:: What to produce ::
Line by line, the data below should be set down unchanged, with images excluded.

Natural language region descriptions

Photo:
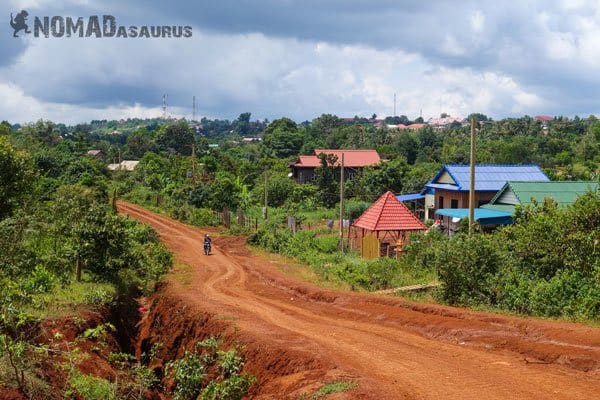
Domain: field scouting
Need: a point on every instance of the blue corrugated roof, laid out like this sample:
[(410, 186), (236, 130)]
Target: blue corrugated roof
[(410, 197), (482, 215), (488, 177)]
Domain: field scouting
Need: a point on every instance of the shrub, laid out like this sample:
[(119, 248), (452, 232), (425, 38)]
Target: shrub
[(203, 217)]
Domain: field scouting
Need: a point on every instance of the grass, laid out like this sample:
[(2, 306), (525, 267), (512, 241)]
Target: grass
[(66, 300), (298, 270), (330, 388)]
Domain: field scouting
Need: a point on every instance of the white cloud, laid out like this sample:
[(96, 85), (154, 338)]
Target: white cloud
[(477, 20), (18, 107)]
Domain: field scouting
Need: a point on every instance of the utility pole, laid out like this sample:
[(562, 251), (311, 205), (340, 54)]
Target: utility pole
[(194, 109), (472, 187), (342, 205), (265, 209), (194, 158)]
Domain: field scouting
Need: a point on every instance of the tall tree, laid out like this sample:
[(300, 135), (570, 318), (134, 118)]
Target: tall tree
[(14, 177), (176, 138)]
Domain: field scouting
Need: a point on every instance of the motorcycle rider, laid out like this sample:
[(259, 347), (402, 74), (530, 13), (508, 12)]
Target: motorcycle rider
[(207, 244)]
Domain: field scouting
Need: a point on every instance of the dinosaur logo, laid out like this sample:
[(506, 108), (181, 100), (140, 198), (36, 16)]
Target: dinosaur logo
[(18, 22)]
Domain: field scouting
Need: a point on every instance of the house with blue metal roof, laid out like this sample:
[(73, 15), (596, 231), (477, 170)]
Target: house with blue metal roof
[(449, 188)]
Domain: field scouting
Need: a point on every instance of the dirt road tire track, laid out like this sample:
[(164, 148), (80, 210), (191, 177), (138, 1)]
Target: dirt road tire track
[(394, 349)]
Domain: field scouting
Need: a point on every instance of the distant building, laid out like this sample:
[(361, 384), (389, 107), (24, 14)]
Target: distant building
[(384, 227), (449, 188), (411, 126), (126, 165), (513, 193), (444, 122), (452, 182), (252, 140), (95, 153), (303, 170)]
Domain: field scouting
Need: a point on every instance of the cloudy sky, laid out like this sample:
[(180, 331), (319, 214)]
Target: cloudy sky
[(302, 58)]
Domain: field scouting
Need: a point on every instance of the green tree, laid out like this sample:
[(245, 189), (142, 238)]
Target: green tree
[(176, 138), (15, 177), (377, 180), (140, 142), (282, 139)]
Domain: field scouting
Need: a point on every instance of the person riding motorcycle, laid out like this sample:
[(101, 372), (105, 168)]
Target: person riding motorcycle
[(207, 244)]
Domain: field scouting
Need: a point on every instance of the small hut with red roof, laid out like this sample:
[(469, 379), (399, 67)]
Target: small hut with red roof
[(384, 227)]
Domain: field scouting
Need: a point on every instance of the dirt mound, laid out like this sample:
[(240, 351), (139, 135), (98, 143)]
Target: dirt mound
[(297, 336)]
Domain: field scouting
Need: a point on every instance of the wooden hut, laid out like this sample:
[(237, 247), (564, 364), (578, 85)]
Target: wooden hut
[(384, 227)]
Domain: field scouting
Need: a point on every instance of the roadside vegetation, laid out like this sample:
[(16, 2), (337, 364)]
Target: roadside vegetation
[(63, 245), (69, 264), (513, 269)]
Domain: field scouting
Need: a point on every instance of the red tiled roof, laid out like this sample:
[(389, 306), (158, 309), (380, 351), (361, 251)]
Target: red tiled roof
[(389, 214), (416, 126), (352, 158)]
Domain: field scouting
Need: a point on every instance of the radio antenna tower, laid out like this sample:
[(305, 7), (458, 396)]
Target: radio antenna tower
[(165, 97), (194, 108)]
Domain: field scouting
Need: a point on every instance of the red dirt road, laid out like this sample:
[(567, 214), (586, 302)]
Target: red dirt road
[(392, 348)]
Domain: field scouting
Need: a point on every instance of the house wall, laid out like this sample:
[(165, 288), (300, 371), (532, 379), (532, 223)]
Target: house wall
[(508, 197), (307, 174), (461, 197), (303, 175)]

:: Output for this exercise ::
Photo:
Domain: field scouting
Need: a point on every instance of the blue corrugated roof, laid out like this sample:
[(410, 186), (236, 130)]
Target: blue corrugated roof
[(410, 197), (482, 215), (488, 177)]
Domain: field scouting
Need: a point on every instance of the shrub, laid out like this sample:
[(119, 248), (452, 232), (425, 38)]
Target: shrub
[(203, 217)]
Domain: field scouting
Need: a point on every instance of the grass, laid out like this sample:
[(2, 306), (525, 267), (512, 241)]
Target: grass
[(66, 300), (298, 270), (330, 388)]
Domain: field scouting
Need: a point on every instance of the white cloud, laid out like this sample:
[(96, 85), (154, 338)]
Target: white cloud
[(477, 20), (18, 107)]
Domain: field scouting
Need: a point on every instance of the utility pole, laid out like this sample:
[(562, 251), (311, 205), (340, 54)]
Target: utility pole
[(194, 109), (472, 187), (342, 205), (265, 209), (194, 158)]
Domain: field scouting
Need: a point on every instance of the tall tree, laid out like this sample:
[(300, 135), (570, 318), (134, 118)]
Target: tall tree
[(14, 177), (176, 138)]
Domain: field scouting
Need: a point on every instance of the motorcycle rider, laid out like this sample:
[(259, 347), (402, 74), (530, 13), (508, 12)]
Target: motorcycle rider
[(207, 244)]
Domain: field scouting
Need: a point on every instance of the dinosaur logo, laid out like this sample:
[(506, 108), (181, 100), (140, 198), (36, 16)]
Target: dinosaur logo
[(18, 22)]
Domain: field scouting
Need: a point on every instance of the house with blue metal roof, laid out like this sample:
[(73, 15), (596, 231), (477, 170)]
Target: house with blue metal roof
[(449, 188)]
Domain: field scouting
Need: a point on every instance of the dirt road tire track, laid out like this sample:
[(164, 148), (80, 210), (191, 177), (138, 1)]
Target: dirt road tire track
[(394, 349)]
Domain: field scouting
Need: a point on every instance of the distant building, laid out like this sample:
[(361, 384), (389, 107), (24, 14)]
Target: distant building
[(384, 227), (449, 188), (411, 126), (126, 165), (513, 193), (444, 122), (452, 182), (252, 140), (95, 153), (303, 170)]
Domain: field scouting
Need: a point on every instance of the cloudy sky, laid out like this sample:
[(180, 331), (319, 214)]
Target: cloudy sky
[(302, 58)]
Domain: field scouting
Need: a point on every instance of the green tree, laid out like this sample:
[(245, 189), (142, 238)]
Target: green tree
[(176, 138), (15, 177), (377, 180), (140, 142), (282, 139)]
Domain: field scouting
Need: a point on every instance of the person riding motorcycle, laid out like this sample:
[(101, 372), (105, 168)]
Target: person riding motorcycle
[(207, 244)]
Domain: field scouting
Need: a point on every instance of the small hut with red roof, laid out like this sample:
[(469, 379), (399, 67)]
Target: small hut with red roof
[(384, 227)]
Domain: field scouting
Need: a point on every instance of the dirt mound, laid out like this sample:
[(240, 351), (139, 135), (98, 143)]
Target: dirt mound
[(297, 336)]
Domain: field scouting
Need: a point on every instance of the wooden hut, laid out like this sample:
[(237, 247), (564, 364), (578, 85)]
Target: wooden hut
[(384, 227)]
Domain: field scouting
Need: a point on every instance of the roadside vegetation, laid out like this sample:
[(16, 2), (337, 364)]
Target: roadside vegetation
[(63, 245), (69, 264), (513, 269)]
Domain: field scouting
Need: a point on every instance of the red tiled roof, laid out like this sample:
[(389, 306), (158, 309), (380, 351), (361, 251)]
Target: red tiled roof
[(389, 214), (416, 126), (352, 158)]
Domain: field scouting
Need: a point on every instance of the radio antenna tower, laid out like this sample:
[(305, 7), (458, 396)]
Target: radio antenna tower
[(165, 97), (194, 108)]
Domain: field scouting
Need: a point on every instance of the red dirt road, laid out like this sample:
[(567, 214), (586, 302)]
Target: red dirt road
[(392, 348)]
Domain: field scouting
Need: a point on every instance of the house wall, laid out like this sample:
[(165, 288), (300, 371), (532, 379), (532, 223)]
Target: house wall
[(508, 197), (307, 174), (461, 197), (303, 175)]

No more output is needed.